Problems to solve.
a – According to the article on William & Mary's HHMI grant, about how many Wren scholars will there be each year?
b – Reproduce the passage of the article on William & Mary's HHMI grant, starting with "Of students who" and going on through "cited in the release.".

Extract provided.

*****

The College of William & Mary has received a five-year, $1.5 million grant from Howard Hughes Medical Institute to change the university’s approach to educating undergraduates in science, technology, engineering and mathematics.
The grant is part of HHMI’s 2014 Sustaining Excellence competition, which considered proposals from 170 U.S. universities before awarding $60 million across 37. The grant money will fund “new, evidence-based strategies” to improve STEM education and encourage students to remain in those programs throughout their time as undergraduates, according to a news release from the college.
“Our partnership with HHMI will address the critical challenge of increasing student commitment to STEM disciplines,” William & Mary President Taylor Reveley said in the release. “We will focus especially on underrepresented students to ensure that they not only complete STEM degrees, but do so with strong academic credentials and post-graduate outcomes.”
The grant will combine with existing resources at William & Mary to establish the Wren Scholars Program, which will focus on attracting, engaging and mentoring incoming students from underrepresented backgrounds who are considering STEM majors. There will be about 40 Wren scholars per year in the program, which university officials hope will build a strong cohort of the students.
The students in the program will participate in four initiatives: the pre-freshman summer transition to get ready for introductory science courses, the research-based freshman lab course to become immersed in the process and culture of science, the summer research fellowship for rising sophomores to work with faculty on research and share their findings and the summer chemistry scholarship, which allows the students to study chemistry during the summer following their freshman year.
Margareta Saha, William & Mary’s chancellor professor of biology and the director of the HHMI program at William & Mary, said she was “overjoyed” at the news of the grant, noting previous HHMI support totals $7.2 million and has had “a profound, positive impact on undergraduate science education.”
“Through our partnership with HHMI we have become more keenly aware of the need to increase persistence in STEM fields for students from groups traditionally underrepresented in the sciences, including first-generation college students and students of color,” she said.
Of students who start college in STEM majors, 60 percent do not complete a STEM degree. Among ethnic groups underrepresented in math and science, that number jumps to 80 percent, according to national statistics cited in the release.
“Pursuing STEM majors at the college level can be extremely challenging for all students regardless of background, but this is particularly true for students who are providing their own financial support, have faced unusual adversity, or are coming from high schools that do not have strong science programs,” Saha said in the release. “We want to level the playing field and ensure that each and every student who wants to pursue a science or math major succeeds in his or her goal.”

*****

Excerpted data.
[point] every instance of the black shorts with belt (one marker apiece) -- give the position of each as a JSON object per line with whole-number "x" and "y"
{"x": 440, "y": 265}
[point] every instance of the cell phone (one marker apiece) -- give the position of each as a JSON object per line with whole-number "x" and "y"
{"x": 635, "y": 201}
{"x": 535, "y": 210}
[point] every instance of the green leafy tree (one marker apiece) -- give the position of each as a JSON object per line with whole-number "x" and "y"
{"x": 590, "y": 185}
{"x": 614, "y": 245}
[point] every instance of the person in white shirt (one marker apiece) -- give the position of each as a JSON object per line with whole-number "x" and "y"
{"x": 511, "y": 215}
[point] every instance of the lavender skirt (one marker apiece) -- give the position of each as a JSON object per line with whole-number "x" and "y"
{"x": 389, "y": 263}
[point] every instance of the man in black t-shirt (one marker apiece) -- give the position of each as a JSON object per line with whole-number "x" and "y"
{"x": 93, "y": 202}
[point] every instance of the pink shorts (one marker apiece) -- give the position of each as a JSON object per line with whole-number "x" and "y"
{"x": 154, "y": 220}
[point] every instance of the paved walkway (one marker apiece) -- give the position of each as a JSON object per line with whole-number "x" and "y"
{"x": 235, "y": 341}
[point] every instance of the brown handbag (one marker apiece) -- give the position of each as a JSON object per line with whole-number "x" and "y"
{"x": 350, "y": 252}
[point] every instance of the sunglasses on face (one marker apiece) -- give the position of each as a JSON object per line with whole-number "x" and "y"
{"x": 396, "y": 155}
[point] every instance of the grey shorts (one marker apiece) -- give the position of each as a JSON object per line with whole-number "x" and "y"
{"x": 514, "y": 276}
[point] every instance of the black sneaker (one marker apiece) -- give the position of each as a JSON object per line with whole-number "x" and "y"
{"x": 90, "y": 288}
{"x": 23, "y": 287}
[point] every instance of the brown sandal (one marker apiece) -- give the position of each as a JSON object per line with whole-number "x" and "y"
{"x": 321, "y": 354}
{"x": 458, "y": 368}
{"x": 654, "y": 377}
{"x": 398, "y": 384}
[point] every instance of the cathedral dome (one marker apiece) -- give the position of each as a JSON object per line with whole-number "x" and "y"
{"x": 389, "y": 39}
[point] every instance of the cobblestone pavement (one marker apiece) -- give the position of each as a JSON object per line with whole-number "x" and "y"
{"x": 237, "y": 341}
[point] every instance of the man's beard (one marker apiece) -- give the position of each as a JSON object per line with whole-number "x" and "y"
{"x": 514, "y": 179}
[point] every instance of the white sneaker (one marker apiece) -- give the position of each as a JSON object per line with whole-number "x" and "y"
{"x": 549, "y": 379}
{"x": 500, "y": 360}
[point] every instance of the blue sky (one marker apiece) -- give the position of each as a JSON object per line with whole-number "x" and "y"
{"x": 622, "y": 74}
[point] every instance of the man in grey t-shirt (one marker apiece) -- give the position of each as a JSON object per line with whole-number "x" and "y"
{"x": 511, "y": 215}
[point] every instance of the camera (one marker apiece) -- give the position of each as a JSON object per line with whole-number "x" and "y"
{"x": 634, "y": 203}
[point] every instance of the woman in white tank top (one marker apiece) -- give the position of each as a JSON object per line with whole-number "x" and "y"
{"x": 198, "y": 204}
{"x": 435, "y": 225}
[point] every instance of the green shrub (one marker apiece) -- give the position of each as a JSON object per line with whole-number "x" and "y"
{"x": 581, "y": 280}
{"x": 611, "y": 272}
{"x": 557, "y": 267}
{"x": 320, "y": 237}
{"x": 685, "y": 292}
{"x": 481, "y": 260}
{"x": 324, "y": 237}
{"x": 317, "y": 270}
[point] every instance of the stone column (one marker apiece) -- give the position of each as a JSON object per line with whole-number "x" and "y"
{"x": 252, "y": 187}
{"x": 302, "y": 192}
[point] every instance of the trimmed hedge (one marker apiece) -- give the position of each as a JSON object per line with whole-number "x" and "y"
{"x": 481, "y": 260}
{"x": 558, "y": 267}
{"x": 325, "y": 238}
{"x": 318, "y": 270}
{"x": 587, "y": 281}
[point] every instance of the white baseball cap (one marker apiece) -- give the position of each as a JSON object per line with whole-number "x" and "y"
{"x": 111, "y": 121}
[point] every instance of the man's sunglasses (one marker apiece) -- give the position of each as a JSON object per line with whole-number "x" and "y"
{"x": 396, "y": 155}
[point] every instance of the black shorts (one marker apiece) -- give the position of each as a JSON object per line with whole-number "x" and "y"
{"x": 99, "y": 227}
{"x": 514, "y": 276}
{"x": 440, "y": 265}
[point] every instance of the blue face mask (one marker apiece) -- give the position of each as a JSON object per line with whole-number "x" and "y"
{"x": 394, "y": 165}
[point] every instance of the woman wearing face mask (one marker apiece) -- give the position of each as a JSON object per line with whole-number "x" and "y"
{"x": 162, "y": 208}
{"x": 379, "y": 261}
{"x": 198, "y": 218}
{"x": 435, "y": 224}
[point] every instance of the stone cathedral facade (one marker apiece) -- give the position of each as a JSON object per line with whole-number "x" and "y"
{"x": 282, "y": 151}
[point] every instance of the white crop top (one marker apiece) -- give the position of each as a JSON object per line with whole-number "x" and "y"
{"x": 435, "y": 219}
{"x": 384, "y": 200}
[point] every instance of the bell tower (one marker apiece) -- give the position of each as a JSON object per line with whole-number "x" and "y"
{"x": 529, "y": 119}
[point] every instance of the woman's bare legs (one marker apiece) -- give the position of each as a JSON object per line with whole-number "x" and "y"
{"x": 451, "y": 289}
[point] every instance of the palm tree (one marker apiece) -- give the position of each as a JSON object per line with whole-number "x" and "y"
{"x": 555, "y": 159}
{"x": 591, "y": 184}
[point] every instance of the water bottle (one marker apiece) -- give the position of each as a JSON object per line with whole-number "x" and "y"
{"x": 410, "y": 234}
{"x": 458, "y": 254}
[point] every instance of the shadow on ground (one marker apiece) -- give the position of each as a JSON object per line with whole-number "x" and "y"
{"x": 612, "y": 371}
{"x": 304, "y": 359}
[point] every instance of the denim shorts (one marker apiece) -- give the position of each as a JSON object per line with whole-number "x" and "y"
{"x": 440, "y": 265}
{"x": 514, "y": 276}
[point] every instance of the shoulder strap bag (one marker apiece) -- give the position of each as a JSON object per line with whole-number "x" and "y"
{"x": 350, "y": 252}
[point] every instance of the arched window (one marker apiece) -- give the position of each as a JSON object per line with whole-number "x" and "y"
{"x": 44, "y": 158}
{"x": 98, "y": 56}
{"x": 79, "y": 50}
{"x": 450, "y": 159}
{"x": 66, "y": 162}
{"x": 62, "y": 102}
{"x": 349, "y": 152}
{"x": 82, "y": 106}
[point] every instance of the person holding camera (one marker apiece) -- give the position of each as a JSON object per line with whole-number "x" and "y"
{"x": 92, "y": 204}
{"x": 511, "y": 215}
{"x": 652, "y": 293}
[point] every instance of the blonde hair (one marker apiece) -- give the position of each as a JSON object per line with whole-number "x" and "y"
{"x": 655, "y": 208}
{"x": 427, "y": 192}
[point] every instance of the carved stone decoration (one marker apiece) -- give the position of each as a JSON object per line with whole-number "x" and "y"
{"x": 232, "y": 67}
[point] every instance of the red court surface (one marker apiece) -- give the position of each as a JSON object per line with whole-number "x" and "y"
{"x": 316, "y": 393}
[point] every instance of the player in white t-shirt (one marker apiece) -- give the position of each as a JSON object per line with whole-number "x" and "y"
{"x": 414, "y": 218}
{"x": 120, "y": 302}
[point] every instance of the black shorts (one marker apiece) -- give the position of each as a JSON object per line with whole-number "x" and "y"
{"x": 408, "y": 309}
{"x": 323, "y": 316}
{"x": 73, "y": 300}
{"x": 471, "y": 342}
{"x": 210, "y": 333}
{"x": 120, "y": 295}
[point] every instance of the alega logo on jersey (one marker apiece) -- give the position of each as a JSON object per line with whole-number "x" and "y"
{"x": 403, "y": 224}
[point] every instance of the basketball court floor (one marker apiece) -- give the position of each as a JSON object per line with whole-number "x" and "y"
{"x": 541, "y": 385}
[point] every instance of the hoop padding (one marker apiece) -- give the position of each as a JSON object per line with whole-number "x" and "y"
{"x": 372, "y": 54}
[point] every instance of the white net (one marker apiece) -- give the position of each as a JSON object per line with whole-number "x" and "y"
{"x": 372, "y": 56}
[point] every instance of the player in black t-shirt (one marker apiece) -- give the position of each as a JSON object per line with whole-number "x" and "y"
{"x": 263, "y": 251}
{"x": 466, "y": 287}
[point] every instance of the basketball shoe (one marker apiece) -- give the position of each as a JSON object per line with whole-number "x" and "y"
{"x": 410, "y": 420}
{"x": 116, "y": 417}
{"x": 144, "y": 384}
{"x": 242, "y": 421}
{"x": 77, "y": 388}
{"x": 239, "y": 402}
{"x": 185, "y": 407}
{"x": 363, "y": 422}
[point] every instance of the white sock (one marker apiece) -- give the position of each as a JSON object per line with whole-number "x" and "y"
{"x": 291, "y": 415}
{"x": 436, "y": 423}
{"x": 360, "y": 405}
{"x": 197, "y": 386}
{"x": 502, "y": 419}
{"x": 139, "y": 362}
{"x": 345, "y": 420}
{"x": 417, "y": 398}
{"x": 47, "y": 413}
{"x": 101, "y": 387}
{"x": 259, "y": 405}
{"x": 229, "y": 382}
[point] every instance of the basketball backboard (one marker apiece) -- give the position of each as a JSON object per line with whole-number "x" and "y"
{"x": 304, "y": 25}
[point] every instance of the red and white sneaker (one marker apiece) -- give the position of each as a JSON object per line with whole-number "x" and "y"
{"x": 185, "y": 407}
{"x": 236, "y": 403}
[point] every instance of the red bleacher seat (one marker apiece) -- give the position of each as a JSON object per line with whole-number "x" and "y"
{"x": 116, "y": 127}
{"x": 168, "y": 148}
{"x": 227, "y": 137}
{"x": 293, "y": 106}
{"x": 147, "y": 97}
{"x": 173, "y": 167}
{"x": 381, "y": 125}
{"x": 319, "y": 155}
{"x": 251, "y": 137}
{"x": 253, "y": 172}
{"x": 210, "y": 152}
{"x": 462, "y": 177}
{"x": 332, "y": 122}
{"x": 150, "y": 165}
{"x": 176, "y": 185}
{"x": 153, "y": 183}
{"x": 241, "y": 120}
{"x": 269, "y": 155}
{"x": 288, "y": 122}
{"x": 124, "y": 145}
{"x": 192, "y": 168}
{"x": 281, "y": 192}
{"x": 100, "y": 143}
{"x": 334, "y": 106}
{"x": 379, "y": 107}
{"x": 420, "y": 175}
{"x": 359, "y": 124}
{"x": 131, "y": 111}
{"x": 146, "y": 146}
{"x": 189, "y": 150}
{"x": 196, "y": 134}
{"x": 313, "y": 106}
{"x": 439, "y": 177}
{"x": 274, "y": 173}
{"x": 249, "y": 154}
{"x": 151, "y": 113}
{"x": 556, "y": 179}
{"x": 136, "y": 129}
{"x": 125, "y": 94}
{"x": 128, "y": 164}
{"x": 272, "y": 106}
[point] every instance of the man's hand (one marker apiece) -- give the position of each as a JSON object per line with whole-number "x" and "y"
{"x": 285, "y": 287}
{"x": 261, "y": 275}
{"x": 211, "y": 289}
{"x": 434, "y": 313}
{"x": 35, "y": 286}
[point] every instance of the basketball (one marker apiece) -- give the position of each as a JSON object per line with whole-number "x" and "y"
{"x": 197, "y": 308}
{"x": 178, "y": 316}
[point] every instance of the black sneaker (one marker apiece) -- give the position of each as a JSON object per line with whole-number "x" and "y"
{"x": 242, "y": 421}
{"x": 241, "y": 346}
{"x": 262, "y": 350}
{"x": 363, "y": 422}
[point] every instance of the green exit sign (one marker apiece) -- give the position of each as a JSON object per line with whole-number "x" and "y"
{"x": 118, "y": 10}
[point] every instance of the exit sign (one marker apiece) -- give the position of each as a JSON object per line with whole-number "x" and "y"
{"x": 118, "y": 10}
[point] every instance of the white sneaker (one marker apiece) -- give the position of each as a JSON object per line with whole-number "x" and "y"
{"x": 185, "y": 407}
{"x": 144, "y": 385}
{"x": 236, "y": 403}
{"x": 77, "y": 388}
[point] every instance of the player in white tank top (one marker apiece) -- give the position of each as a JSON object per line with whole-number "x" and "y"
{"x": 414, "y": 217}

*****

Expected outputs.
a – About 40 per year.

b –
Of students who start college in STEM majors, 60 percent do not complete a STEM degree. Among ethnic groups underrepresented in math and science, that number jumps to 80 percent, according to national statistics cited in the release.